* [Problem requirements] Using the material below, set down only the line containing "Query: green plant" and the lines after it, unchanged.

* [Material for the task]
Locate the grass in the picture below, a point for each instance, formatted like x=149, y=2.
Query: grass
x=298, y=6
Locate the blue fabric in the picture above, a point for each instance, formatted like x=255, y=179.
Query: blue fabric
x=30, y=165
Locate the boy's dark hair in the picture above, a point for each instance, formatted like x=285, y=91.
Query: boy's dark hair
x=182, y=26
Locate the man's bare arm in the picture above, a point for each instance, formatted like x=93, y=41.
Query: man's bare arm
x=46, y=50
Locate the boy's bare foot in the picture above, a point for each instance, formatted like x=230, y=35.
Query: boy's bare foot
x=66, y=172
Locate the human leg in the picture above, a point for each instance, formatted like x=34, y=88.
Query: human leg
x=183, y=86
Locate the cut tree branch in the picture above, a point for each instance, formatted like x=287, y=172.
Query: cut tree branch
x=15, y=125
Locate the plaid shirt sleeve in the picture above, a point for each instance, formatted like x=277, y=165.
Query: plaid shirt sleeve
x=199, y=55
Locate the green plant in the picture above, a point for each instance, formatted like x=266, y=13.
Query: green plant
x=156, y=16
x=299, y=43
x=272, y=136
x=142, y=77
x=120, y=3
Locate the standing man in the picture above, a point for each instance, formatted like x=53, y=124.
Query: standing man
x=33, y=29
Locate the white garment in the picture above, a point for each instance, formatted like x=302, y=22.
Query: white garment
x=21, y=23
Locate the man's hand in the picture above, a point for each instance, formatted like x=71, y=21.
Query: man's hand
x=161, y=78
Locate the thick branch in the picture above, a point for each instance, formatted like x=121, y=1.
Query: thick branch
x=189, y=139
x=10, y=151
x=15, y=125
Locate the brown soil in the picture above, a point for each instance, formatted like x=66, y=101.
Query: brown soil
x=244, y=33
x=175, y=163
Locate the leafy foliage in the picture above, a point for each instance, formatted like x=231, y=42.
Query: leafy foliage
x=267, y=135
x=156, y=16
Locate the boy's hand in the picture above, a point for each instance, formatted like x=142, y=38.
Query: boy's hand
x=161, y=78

* [Finished task]
Query: green plant
x=156, y=16
x=299, y=43
x=272, y=136
x=142, y=77
x=120, y=3
Locate the standing man in the picture above, a point for each instance, formatted like x=53, y=124.
Query: standing man
x=33, y=29
Locate the white garment in the picture above, a point for each instance, formatted like x=302, y=22.
Query: white garment
x=21, y=23
Locate the man's hand in the picture above, a point for each instance, formatted like x=71, y=21.
Query: man's hand
x=161, y=78
Locate the thick branch in the picture above, a point for each instance, formatted like x=121, y=1.
Query: thick branch
x=189, y=139
x=10, y=151
x=15, y=125
Locate the brown soil in the picture above, a point for each instance, formatted like x=66, y=101.
Query: brown soil
x=244, y=33
x=175, y=163
Locate the leafy foliage in the picture above, a point for each instance, formatted like x=231, y=42.
Query: leafy foliage
x=267, y=135
x=156, y=16
Locate the boy's hand in the picture above, a point for each instance, formatted like x=142, y=38.
Query: boy's hand
x=161, y=78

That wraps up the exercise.